STATED GOAL:
Leave out the pictures; transcribe all else exactly.

DATA SHOWN:
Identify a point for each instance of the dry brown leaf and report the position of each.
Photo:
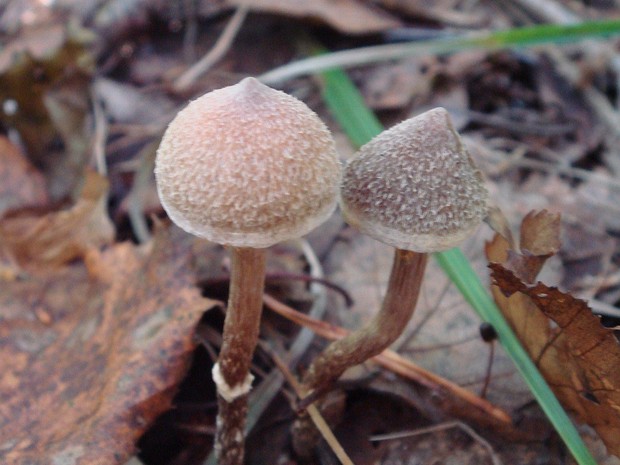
(21, 185)
(578, 357)
(348, 16)
(88, 363)
(53, 239)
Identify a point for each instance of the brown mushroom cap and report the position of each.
(415, 186)
(247, 166)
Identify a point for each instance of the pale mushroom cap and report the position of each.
(415, 186)
(247, 166)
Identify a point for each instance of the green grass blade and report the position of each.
(456, 266)
(487, 40)
(360, 125)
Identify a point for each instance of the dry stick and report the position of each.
(390, 360)
(240, 336)
(222, 45)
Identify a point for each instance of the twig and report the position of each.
(101, 134)
(220, 48)
(441, 427)
(391, 360)
(314, 413)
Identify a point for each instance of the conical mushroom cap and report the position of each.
(247, 166)
(415, 186)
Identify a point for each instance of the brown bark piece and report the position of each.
(91, 357)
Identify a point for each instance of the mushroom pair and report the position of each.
(247, 166)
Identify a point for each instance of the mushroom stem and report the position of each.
(398, 306)
(232, 371)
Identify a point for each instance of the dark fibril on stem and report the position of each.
(245, 166)
(413, 187)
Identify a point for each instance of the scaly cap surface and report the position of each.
(247, 166)
(415, 186)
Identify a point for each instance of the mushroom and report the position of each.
(245, 166)
(416, 188)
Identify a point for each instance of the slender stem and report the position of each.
(398, 305)
(240, 337)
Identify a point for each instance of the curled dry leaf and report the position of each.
(88, 363)
(578, 357)
(55, 238)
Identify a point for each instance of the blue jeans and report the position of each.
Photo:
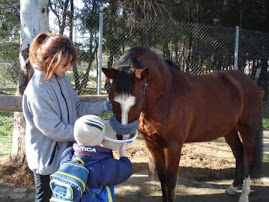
(42, 188)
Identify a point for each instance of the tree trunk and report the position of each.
(34, 20)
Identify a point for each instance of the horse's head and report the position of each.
(127, 93)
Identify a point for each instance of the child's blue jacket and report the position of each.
(105, 170)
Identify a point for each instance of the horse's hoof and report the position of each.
(231, 190)
(243, 198)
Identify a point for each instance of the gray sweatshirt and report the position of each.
(50, 109)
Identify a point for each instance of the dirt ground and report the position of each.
(206, 170)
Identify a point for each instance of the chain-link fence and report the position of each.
(195, 48)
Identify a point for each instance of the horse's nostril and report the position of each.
(119, 137)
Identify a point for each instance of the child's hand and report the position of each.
(123, 149)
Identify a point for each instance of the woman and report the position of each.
(51, 107)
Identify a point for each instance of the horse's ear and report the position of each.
(110, 73)
(142, 73)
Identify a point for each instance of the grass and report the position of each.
(6, 127)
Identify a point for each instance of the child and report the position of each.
(104, 170)
(51, 107)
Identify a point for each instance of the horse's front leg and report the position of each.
(157, 156)
(166, 161)
(172, 156)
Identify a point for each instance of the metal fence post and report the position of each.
(99, 82)
(236, 47)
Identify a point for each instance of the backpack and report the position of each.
(69, 182)
(103, 194)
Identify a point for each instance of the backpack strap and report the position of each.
(79, 160)
(109, 194)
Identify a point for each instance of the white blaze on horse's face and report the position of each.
(126, 102)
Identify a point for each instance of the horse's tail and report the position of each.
(257, 168)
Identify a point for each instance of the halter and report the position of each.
(126, 129)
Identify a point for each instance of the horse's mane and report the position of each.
(172, 64)
(129, 58)
(125, 78)
(124, 81)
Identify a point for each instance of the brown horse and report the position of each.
(174, 108)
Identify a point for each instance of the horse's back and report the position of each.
(219, 101)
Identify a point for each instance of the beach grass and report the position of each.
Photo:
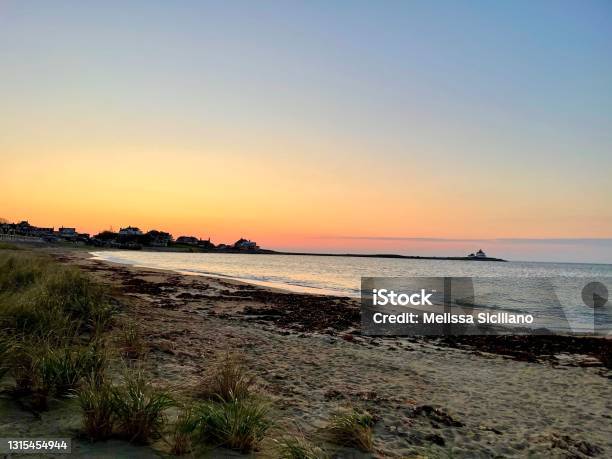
(96, 398)
(140, 408)
(351, 427)
(131, 342)
(229, 379)
(298, 447)
(239, 424)
(182, 431)
(50, 316)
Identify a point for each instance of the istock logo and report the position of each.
(383, 297)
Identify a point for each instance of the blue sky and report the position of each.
(492, 119)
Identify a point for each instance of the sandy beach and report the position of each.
(429, 398)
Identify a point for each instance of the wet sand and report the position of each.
(468, 397)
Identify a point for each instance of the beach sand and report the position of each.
(430, 398)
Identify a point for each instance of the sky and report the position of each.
(415, 127)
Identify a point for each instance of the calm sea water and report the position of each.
(511, 286)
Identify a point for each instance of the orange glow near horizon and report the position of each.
(306, 126)
(226, 197)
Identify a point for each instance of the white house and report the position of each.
(130, 231)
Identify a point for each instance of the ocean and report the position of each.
(501, 286)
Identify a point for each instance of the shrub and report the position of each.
(19, 272)
(238, 424)
(140, 408)
(96, 398)
(228, 380)
(131, 341)
(62, 369)
(76, 296)
(352, 428)
(183, 429)
(298, 448)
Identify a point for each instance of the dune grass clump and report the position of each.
(62, 369)
(96, 398)
(132, 344)
(50, 318)
(182, 432)
(139, 408)
(9, 246)
(238, 424)
(41, 298)
(352, 427)
(77, 296)
(18, 272)
(298, 447)
(228, 380)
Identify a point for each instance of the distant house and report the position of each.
(188, 240)
(67, 232)
(130, 231)
(245, 244)
(205, 243)
(156, 238)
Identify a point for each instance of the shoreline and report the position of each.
(471, 397)
(305, 306)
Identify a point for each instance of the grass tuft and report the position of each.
(140, 408)
(238, 424)
(131, 341)
(181, 438)
(298, 447)
(96, 398)
(352, 428)
(229, 380)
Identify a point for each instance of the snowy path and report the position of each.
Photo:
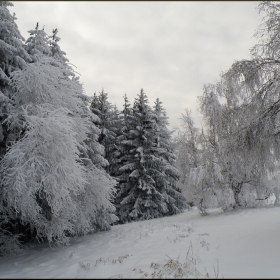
(244, 243)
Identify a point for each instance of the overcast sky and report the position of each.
(170, 49)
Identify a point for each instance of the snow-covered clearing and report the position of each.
(237, 244)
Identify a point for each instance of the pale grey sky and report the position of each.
(170, 49)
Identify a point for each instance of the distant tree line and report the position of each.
(234, 160)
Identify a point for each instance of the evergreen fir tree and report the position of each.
(146, 189)
(166, 154)
(108, 124)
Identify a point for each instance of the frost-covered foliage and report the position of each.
(12, 53)
(241, 118)
(147, 184)
(52, 176)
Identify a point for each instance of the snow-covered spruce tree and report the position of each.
(166, 154)
(51, 179)
(146, 188)
(109, 125)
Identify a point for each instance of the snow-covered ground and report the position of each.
(237, 244)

RESULT OF THE EXERCISE:
Identify a point for each instance of the dry brown leaf and report the position of each.
Photo:
(21, 185)
(578, 357)
(348, 16)
(88, 363)
(53, 239)
Identify a point for each instance of the brown mushroom cap and report the position of each.
(415, 186)
(247, 166)
Identify a point for each instance of the pale mushroom cap and report the position of each.
(415, 186)
(247, 166)
Identify a point for each instance of the green grass blade and report the position of each.
(456, 266)
(487, 40)
(360, 125)
Identify a point for each instance of the dry stick and report the position of each.
(390, 360)
(240, 336)
(222, 45)
Identify a point for each instance of the twig and report the position of each.
(101, 134)
(220, 48)
(441, 427)
(391, 360)
(314, 413)
Identify a point for each instance of the conical mushroom cap and report the position of each.
(247, 166)
(415, 186)
Identify a point for each instance of the brown bark piece and report the position of each.
(91, 357)
Identify a point for each instance of the mushroom pair and report the position of each.
(247, 166)
Identify a point for each instance of the mushroom stem and report the position of each.
(398, 306)
(232, 371)
Identify a point for each instance of the dark fibril on stem and report the position of each.
(245, 166)
(413, 187)
Identify a point for each instance of the scaly cap surface and report the position of each.
(247, 166)
(415, 186)
Identify a point for each instance of the mushroom and report the position of each.
(245, 166)
(416, 188)
Identify a point for each instance of the slender stem and report the position of each.
(398, 305)
(240, 337)
Identify a point for each instance of the curled dry leaf and report the position of each.
(88, 363)
(578, 357)
(55, 238)
Identify a point for each instance of the blue jeans and report the position of each.
Photo:
(42, 188)
Identify a point for each instance of the tree trunk and report the position of each.
(34, 20)
Identify a point for each instance of the horse's head and report the position of each.
(127, 93)
Identify a point for each instance of the child's blue jacket and report the position of each.
(105, 170)
Identify a point for each instance of the horse's hoof and report the position of each.
(231, 190)
(243, 198)
Identify a point for each instance of the gray sweatshirt and report the position of each.
(50, 109)
Identify a point for each instance of the dirt ground and report the position of each.
(206, 170)
Identify a point for each instance of the chain-link fence and report the position of each.
(195, 48)
Identify a point for each instance of the horse's nostril and report the position of each.
(119, 137)
Identify a point for each instance of the child's hand and report the position of each.
(123, 149)
Identify a point for each instance of the woman and report the position of each.
(51, 107)
Identify a point for each instance of the horse's ear and report the position of each.
(110, 73)
(142, 73)
Identify a point for each instance of the grass and report the position of each.
(6, 127)
Identify a point for each instance of the child and report the position of each.
(104, 170)
(51, 107)
Identify a point for each instance of the horse's front leg and report the position of each.
(157, 156)
(166, 161)
(172, 156)
Identify a point for each instance of the metal fence post and report the position of each.
(99, 82)
(236, 47)
Identify a point for each instance of the backpack and report the position of each.
(69, 182)
(103, 194)
Identify a point for each instance of the backpack strap and report the position of each.
(79, 160)
(109, 194)
Identify a point for each instance of the white blaze on horse's face and report the position of each.
(126, 102)
Identify a point for each instance of the horse's tail and report the position of each.
(257, 168)
Identify a point for each instance of the halter and report the position of each.
(126, 129)
Identify a point for each instance of the horse's mane and report the position of each.
(172, 64)
(129, 58)
(125, 78)
(124, 81)
Identify a point for each instance of the brown horse and report the position of each.
(174, 108)
Identify a point for each instance of the horse's back and report the position of each.
(219, 101)
Identify a point for each instance of the beach grass and report the position of each.
Photo:
(96, 398)
(140, 408)
(351, 427)
(131, 342)
(229, 379)
(298, 447)
(239, 424)
(182, 431)
(50, 316)
Identify a point for each instance of the istock logo and report the position of each.
(383, 297)
Identify a point for each instance of the blue sky and report the position of each.
(492, 119)
Identify a point for each instance of the sandy beach and report the position of each.
(429, 398)
Identify a point for each instance of the wet sand and report the position of each.
(468, 397)
Identify a point for each instance of the beach sand and report the position of each.
(430, 398)
Identify a point for each instance of the sky and report the position of each.
(415, 127)
Identify a point for each instance of the calm sea water and report the position of each.
(511, 286)
Identify a point for each instance of the orange glow near horizon and report the position of each.
(306, 126)
(226, 197)
Identify a point for each instance of the white house and report the position of each.
(130, 231)
Identify a point for each instance of the ocean and report the position of each.
(501, 286)
Identify a point for each instance of the shrub and report the position of each.
(19, 272)
(238, 424)
(140, 408)
(96, 398)
(228, 380)
(131, 341)
(62, 369)
(76, 296)
(352, 428)
(183, 429)
(298, 448)
Identify a point for each instance of the dune grass clump and report the position of each.
(62, 369)
(96, 398)
(132, 344)
(50, 318)
(182, 432)
(139, 408)
(9, 246)
(238, 424)
(41, 298)
(352, 427)
(77, 296)
(18, 272)
(298, 447)
(228, 380)
Identify a point for each instance of the distant house and report the position of each.
(188, 240)
(67, 232)
(130, 231)
(245, 244)
(205, 243)
(156, 238)
Identify a point for each instance of the shoreline and report the position of each.
(471, 397)
(305, 306)
Identify a point for each instance of the grass tuft and report the position of each.
(140, 408)
(238, 424)
(131, 341)
(181, 438)
(298, 447)
(96, 398)
(352, 428)
(229, 380)
Identify a point for each instance of the snowy path and report the position of each.
Photo:
(244, 243)
Identify a point for each instance of the overcast sky and report the position of each.
(170, 49)
Identify a point for each instance of the snow-covered clearing and report the position of each.
(237, 244)
Identify a point for each instance of the pale grey sky and report the position of each.
(170, 49)
Identify a point for each instance of the distant tree line and report the position of each.
(234, 160)
Identify a point for each instance of the evergreen fir tree and report the position of each.
(146, 189)
(166, 154)
(108, 124)
Identify a point for each instance of the frost-covered foliage and report the position of each.
(12, 53)
(241, 118)
(147, 184)
(52, 176)
Identify a point for each instance of the snow-covered spruce tree and report the position of each.
(166, 154)
(51, 179)
(146, 188)
(109, 125)
Identify a point for each instance of the snow-covered ground and report the position of each.
(237, 244)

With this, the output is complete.